#### READING PASSAGE:
+--
I even sewed through Chickadee and Sunny’s holiday visit, because we didn’t get to see them all that much, and they ended up having a Big Cat Crisis while here. [Side note: they quarantined and tested prior to coming, safety measures were taken, no one got sick, hooray.] They drove 1,000 miles straight through with three cats, and then camped out at Sunny’s folks’ house (because they have a separate finished basement, ideal for the cats, while I am both allergic to cats and in possession of two dogs who think cats might be tasty snacks) most of the time. Then their cat Petey became very ill and had to go to the vet hospital and it was a week-long stressfest, ending with Petey being fine (now) and the girls being significantly poorer. Sigh. We did get to work a giant puzzle together, and play Cards Against Humanity, and they were here for Monkey’s birthday celebration before they went back home, too.
Oh, so there was that, too. Monkey turned 21. BANANAS. My youngest child is 21. (Hi, I’m Mir, and I’m old.) We offered him some (newly legal) alcohol and he was not interested. His main birthday gift was a new phone and I thought that was pretty generous of us, but it turns out his sister bought him some socks with pictures of Duncan and Licorice all over them, so three guesses (and the first two don’t count) what his favorite gift was. We could’ve saved ourselves a lot of money, is all I’m saying.
Through all of this, I’ve been dealing with a shoulder issue for the past… I wasn’t even sure. Many months. It was bad for a while. Like, turn-over-onto-that-side-and-wake-myself-up-with-the-pain kind of bad. We all know I’m clumsy and delicate (what a delightful combination!) and as it got worse and worse I wracked my brain to try to figure out what on earth I could’ve possibly done. I couldn’t come up with anything. It just hurt all the time, and especially while trying to do anything out of the smallest, most limited range of motion. I had a rotator cuff tear on the other side a number of years ago, and eventually it occurred to me that this felt the same. At least this time it’s on my non-dominant side. But again, HOW? I had no idea.
+--
#### WORK TASK 1:
Answer these questions from the blog excerpt above.
(a) How many cats did Chickadee and Sunny bring on their drive?
(b) What age did Monkey turn?
(c) On which side of the body is the writer's current shoulder problem?
#### WORK TASK 2:
Decide whether each statement agrees with the blog excerpt above, and back each decision with a quotation from it.
(a) Chickadee and Sunny stayed at Sunny's folks' house during the visit.
(b) Monkey accepted the alcohol offered to him for his birthday.
(c) The writer could pinpoint what caused the shoulder pain.
#### WORK TASK 3:
Please carry the blog excerpt above forward, beginning after its final sentence, "I had no idea."

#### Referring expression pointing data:
+--
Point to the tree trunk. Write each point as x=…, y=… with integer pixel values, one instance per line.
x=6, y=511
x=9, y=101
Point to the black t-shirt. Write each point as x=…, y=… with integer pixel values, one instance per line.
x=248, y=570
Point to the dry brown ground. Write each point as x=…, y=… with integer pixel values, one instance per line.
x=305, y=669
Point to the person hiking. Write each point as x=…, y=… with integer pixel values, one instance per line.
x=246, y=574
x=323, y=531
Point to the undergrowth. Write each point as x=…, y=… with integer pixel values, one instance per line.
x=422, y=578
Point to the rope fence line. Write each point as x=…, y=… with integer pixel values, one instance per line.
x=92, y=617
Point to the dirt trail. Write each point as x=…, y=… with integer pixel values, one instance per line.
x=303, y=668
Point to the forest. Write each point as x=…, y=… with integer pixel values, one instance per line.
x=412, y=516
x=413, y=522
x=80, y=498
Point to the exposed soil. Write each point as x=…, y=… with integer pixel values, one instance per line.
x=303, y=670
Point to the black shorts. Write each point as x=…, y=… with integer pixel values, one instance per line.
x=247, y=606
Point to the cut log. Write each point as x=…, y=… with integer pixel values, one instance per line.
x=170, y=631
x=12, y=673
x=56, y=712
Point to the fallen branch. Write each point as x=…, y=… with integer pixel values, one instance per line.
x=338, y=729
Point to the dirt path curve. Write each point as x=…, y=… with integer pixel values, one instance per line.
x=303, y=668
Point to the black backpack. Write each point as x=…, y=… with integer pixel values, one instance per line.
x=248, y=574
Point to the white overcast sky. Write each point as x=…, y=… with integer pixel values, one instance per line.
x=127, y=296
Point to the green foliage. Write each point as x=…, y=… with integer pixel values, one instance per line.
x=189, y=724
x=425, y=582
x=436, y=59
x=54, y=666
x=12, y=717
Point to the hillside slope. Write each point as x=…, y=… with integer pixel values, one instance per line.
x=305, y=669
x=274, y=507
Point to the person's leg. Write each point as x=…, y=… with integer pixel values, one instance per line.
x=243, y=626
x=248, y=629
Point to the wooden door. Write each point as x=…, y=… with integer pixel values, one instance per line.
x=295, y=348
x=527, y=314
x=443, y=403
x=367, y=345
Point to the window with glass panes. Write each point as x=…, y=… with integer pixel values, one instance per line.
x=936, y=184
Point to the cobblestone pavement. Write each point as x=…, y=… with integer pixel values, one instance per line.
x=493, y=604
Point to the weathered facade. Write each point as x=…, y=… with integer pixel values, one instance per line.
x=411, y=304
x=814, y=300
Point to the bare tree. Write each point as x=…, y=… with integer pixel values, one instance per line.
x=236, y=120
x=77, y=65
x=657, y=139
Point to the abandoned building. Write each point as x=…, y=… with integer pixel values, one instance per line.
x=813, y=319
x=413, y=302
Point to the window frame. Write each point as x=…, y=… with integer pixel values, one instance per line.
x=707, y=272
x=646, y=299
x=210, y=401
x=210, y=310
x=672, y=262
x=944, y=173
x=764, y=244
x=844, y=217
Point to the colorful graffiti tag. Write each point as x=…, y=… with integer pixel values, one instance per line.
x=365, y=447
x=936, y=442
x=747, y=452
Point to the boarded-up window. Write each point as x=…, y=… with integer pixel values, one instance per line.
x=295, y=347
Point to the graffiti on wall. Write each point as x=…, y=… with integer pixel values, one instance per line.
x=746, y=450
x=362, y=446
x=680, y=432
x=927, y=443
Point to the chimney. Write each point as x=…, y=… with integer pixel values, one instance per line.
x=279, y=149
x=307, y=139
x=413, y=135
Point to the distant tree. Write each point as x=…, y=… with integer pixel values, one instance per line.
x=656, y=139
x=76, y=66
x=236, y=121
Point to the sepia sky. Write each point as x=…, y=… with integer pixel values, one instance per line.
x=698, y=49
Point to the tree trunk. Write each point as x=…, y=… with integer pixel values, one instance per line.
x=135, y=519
+--
#### REPLY 1:
(a) Three.
(b) 21.
(c) The non-dominant side.

#### REPLY 2:
(a) Yes: "then camped out at Sunny’s folks’ house"
(b) No: "he was not interested"
(c) No: "I couldn’t come up with anything."

#### REPLY 3:
The right thing to do when it started hurting or even after a while when it was still hurting would be to… go see my doctor. I did physical therapy for the previous injury and knew that was probably what I needed again. But I also knew there wasn’t much else for it and had zero desire to enter any doctor’s office or PT center during the pandemic. So I did nothing, save for occasionally whining about it to Otto, who always responded by telling me to go to the doctor. He’s helpful.
The good news is that in the last couple of weeks I’ve noticed the pain subsiding; it’s not gone, and my range of motion is still compromised, but it’s much, much better. And so I mentioned it in passing which chatting with a friend and she—of course—asked how I hurt it. “I have no idea!” I said, and she asked when it had started hurting. I considered it, for the umpteenth time. “You know,” I finally said, “I think it started after I got my flu shot. Like, my arm was sore from that and just never got better. But it’s not like getting a little vaccine can give you a rotator cuff injury! That would be bonkers!” And because we were chatting online and this was the first time I’d put those two events together after all this time, I decided to just Google that real quick.
So, quick survey: I know these are unprecedented times, and all, but am I more of a ridiculous delicate flower for ending up with a rotator cuff tear from a flu shot or for breaking my hand on an apple? I feel like it could go either way.
BRB, gotta wrap myself in bubble wrap and sew some bandanas.